Create kind-config.yaml with NodePort mappings for every exposed service
Write Kubernetes manifests for each dependency (database, cache, broker, auth)
Use readiness probes and explicit waits between deployment steps
Write a seed script that populates realistic test data:
- Fixed UUIDs/IDs for deterministic state
- ON CONFLICT DO NOTHING or equivalent for idempotency
- Covers all data states the tests need (populated, edge cases)
- Includes a documented test user
Write a lifecycle script (scripts/e2e.sh or scripts/demo.ts) that orchestrates the full flow
Support KEEP_CLUSTER=1 env var to preserve the cluster for debugging
Docker image building uses project Dockerfile — same image as production

Testing

Smoke tests: verify each service is reachable and responding
Integration tests: exercise API endpoints against the real database and dependencies
E2E tests: full user workflows from entry point to verification
Chaos tests (optional): inject failures (pod kills, network partitions) and verify recovery
All tests must be runnable locally: bash scripts/e2e.sh
Tests should complete in under 10 minutes (excluding chaos tests)

Quality Gates

kind create cluster succeeds with the project’s kind-config.yaml
All services reach ready state within 60 seconds
Seed script completes without errors
Application passes readiness probe after deployment
Test suite exits 0
Cluster is cleaned up after tests (unless KEEP_CLUSTER=1)

- INSTRUCTIONS
A - Condense the section of the Kubernetes testing checklist that begins "Smoke tests: verify each service" into a brief bulleted list, keeping its main facts.
B - According to the Kubernetes testing checklist, within how many seconds must all services reach a ready state?
C - Extend the Kubernetes testing checklist by writing the next few items that would follow its final line.
The data that follows comes from a separate source and is not part of the Kubernetes testing checklist.

- PROVIDED INFORMATION
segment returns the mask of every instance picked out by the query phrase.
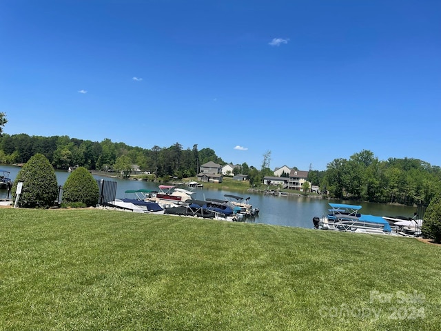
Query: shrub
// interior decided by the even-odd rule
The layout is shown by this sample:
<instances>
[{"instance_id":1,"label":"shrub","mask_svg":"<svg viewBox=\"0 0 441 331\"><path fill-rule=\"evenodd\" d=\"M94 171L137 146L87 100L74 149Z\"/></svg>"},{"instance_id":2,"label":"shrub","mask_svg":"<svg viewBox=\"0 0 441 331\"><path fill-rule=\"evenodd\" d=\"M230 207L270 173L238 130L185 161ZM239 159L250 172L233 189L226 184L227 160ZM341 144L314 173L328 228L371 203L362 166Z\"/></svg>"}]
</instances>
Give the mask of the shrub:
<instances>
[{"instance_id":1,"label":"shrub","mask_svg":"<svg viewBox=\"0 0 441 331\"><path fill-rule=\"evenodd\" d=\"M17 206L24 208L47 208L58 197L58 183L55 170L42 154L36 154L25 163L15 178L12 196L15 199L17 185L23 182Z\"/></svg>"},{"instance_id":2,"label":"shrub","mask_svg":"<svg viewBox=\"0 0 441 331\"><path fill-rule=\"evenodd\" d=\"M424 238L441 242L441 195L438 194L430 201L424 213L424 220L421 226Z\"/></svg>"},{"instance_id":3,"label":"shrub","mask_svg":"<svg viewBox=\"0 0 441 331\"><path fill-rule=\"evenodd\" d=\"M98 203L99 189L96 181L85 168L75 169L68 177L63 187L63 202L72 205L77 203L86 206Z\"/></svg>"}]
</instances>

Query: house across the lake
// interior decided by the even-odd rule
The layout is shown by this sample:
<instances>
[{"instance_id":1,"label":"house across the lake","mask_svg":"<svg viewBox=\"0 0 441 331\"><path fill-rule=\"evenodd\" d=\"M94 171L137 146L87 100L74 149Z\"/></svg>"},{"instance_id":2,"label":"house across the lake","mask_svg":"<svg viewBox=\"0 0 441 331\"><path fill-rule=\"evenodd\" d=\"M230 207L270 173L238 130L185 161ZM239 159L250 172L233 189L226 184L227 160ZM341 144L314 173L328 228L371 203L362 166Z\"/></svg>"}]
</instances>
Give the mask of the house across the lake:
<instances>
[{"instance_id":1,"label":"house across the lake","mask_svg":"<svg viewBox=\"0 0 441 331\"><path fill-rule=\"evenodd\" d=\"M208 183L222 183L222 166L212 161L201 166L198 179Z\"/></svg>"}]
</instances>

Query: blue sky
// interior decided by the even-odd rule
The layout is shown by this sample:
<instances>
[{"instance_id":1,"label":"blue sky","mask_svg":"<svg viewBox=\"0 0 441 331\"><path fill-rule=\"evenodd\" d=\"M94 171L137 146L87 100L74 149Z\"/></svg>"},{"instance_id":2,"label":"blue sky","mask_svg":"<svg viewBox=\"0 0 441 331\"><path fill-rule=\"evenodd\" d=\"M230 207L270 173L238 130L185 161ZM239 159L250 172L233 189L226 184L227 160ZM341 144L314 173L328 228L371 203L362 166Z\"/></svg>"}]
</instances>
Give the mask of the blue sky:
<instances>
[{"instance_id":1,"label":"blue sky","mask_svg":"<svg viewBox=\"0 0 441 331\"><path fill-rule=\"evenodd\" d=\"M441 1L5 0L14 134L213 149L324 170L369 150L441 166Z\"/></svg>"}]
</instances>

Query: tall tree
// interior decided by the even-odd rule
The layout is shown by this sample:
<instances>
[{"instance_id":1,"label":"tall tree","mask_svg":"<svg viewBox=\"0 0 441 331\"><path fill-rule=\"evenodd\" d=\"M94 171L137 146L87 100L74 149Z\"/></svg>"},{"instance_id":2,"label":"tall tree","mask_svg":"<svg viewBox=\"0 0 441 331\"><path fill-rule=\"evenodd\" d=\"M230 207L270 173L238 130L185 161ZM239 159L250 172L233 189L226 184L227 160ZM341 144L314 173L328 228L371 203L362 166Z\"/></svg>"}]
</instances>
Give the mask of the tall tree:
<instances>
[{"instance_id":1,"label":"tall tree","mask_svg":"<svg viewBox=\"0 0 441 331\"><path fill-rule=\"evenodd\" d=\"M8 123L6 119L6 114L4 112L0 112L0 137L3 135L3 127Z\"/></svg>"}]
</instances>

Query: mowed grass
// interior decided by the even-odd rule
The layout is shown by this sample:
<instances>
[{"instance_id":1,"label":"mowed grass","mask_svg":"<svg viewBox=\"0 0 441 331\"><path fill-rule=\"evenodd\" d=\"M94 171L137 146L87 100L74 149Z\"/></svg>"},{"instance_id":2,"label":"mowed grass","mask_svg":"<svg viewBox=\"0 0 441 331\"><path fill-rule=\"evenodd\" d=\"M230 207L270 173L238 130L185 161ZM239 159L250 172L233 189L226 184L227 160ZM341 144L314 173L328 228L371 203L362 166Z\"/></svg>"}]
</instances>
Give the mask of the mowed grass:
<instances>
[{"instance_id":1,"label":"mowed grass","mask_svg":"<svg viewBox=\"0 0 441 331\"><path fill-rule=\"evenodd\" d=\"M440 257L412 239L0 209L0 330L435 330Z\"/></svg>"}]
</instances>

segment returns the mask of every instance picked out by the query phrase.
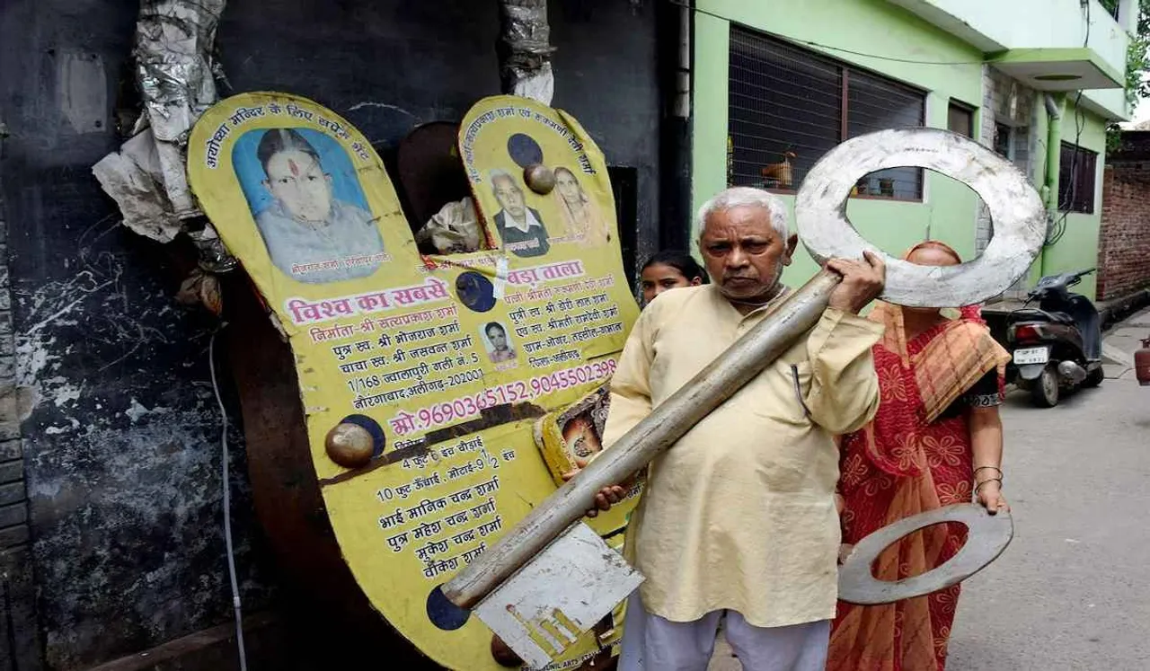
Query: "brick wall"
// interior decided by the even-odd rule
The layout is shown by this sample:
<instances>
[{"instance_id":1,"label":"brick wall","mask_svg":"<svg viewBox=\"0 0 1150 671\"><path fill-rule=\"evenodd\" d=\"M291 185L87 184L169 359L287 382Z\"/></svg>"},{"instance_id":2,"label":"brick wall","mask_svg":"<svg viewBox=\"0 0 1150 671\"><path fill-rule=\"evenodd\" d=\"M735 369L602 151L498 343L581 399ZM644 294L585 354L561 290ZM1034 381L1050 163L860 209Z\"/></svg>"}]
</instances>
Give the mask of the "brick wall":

- RESPONSES BY TASK
A -
- Smoke tests confirm that every service is reachable and responding.
- Integration tests exercise API endpoints against the real database and dependencies.
- E2E tests cover full user workflows from entry point to verification.
- Optional chaos tests inject failures such as pod kills and network partitions, then verify recovery.
- All tests must run locally via bash scripts/e2e.sh.
- Excluding chaos tests, the suite should finish in under 10 minutes.

B - Within 60 seconds.

C -
CI Integration

Use helm/kind-action@v1 to create the cluster in GitHub Actions
Build Docker image and kind load docker-image into the cluster
Run the lifecycle script (same one used locally)
Upload pod logs and test artifacts on failure
Always delete the cluster in a post or if: always() step
For long-running chaos tests, trigger on schedule (weekly) rather than every push

Maintenance

When adding a new service dependency, add it to kind-config.yaml NodePorts and the Kubernetes manifests
When the data model changes, update the seed script
When deployment topology changes, update the kind-config.yaml node layout
Periodically verify that the kind cluster topology still matches production (same services, same networking model)